[The problem]: I'd like every entry transcribed word for word, with no pictures.

[Saved entries]
§ §

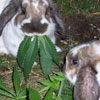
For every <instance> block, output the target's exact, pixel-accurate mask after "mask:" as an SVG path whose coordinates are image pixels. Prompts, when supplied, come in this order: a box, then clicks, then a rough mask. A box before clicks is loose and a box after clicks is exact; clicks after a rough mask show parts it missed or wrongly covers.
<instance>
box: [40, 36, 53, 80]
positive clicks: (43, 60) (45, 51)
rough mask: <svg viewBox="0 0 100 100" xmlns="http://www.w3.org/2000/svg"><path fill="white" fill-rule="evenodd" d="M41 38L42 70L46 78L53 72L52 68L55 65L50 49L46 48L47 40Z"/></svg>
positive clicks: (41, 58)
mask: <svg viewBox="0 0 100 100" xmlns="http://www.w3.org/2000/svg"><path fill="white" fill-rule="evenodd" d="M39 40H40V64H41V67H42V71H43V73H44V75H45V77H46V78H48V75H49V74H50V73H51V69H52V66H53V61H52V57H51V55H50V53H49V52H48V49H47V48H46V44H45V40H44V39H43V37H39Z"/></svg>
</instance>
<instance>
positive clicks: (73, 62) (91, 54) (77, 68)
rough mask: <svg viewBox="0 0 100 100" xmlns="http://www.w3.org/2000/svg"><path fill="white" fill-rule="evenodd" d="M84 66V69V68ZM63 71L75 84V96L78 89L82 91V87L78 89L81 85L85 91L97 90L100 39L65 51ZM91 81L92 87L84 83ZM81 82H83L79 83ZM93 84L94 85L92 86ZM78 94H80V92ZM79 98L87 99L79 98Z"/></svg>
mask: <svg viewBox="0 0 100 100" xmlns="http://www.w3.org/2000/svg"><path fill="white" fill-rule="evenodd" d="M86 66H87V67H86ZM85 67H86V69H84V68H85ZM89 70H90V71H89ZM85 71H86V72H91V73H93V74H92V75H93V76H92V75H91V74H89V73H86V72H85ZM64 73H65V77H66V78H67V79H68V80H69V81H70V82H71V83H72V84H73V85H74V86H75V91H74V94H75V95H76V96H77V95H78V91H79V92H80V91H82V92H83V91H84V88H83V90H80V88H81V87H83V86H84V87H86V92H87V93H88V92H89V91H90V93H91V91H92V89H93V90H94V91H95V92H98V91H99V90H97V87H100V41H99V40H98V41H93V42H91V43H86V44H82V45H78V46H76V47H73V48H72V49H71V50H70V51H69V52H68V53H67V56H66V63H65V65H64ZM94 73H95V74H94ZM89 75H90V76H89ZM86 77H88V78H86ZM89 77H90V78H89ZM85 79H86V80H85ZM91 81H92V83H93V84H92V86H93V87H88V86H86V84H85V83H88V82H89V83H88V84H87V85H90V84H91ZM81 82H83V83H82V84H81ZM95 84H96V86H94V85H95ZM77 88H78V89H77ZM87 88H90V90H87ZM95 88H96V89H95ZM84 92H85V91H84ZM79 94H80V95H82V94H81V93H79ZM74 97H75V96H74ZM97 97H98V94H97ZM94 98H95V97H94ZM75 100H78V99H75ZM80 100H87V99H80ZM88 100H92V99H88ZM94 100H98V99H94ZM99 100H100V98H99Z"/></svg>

§ §

[Answer space]:
For every <instance> block, output the target's exact, pixel-accurate mask after "mask:" as an SVG path whose coordinates are image pixels. Prompts, when supplied, come in this order: a box, then clicks, then a rough mask. A box before clicks is loose and a box after clicks is exact; clicks after a rough mask show parts it missed or wrongly covers.
<instance>
box: [40, 36, 53, 80]
positive clicks: (43, 60) (45, 51)
rough mask: <svg viewBox="0 0 100 100" xmlns="http://www.w3.org/2000/svg"><path fill="white" fill-rule="evenodd" d="M41 38L42 70L46 78L53 72L52 68L55 65L50 49L46 48L47 40Z"/></svg>
positive clicks: (41, 58)
mask: <svg viewBox="0 0 100 100" xmlns="http://www.w3.org/2000/svg"><path fill="white" fill-rule="evenodd" d="M39 40H40V64H41V67H42V71H43V73H44V75H45V77H46V78H48V75H49V74H50V73H51V69H52V66H53V61H52V57H51V55H50V53H49V52H48V49H47V48H46V44H45V40H44V39H43V37H39Z"/></svg>
</instance>
<instance>
positive clicks: (73, 62) (91, 54) (77, 68)
rough mask: <svg viewBox="0 0 100 100" xmlns="http://www.w3.org/2000/svg"><path fill="white" fill-rule="evenodd" d="M84 66V69V68ZM63 71L75 84V96L78 89L82 91V87L78 89L81 85L85 91L97 90L100 39L65 51ZM91 81L92 87L84 83ZM81 82H83L79 83ZM93 84L94 85L92 86ZM78 94H80V92ZM79 98L87 99L79 98Z"/></svg>
mask: <svg viewBox="0 0 100 100" xmlns="http://www.w3.org/2000/svg"><path fill="white" fill-rule="evenodd" d="M86 66H87V67H86ZM85 67H86V69H84V68H85ZM89 70H90V71H89ZM85 71H86V72H91V73H93V74H92V75H93V76H92V75H91V74H89V73H86V72H85ZM64 73H65V77H66V78H67V79H68V80H69V81H70V82H71V83H72V84H73V85H74V86H75V91H74V94H75V95H76V96H77V95H78V91H79V92H80V91H82V92H83V91H84V88H83V90H80V88H81V87H83V86H84V87H86V92H87V93H88V92H89V91H90V93H91V91H92V89H93V90H94V91H95V92H98V91H99V90H97V87H100V41H99V40H98V41H93V42H91V43H86V44H82V45H78V46H76V47H73V48H72V49H71V50H70V51H69V52H68V53H67V56H66V63H65V65H64ZM94 73H95V74H94ZM89 75H90V76H89ZM86 77H88V78H86ZM89 77H90V78H89ZM85 79H86V80H85ZM91 81H92V83H93V84H92V86H93V87H88V86H86V84H85V83H88V82H89V83H88V84H87V85H90V84H91ZM81 82H83V83H82V84H81ZM95 84H96V86H94V85H95ZM77 88H78V89H77ZM87 88H90V90H87ZM95 88H96V89H95ZM84 92H85V91H84ZM79 94H80V95H82V94H81V93H79ZM74 97H75V96H74ZM97 97H98V94H97ZM94 98H95V97H94ZM75 100H78V99H75ZM80 100H87V99H80ZM88 100H92V99H88ZM94 100H98V99H94ZM99 100H100V98H99Z"/></svg>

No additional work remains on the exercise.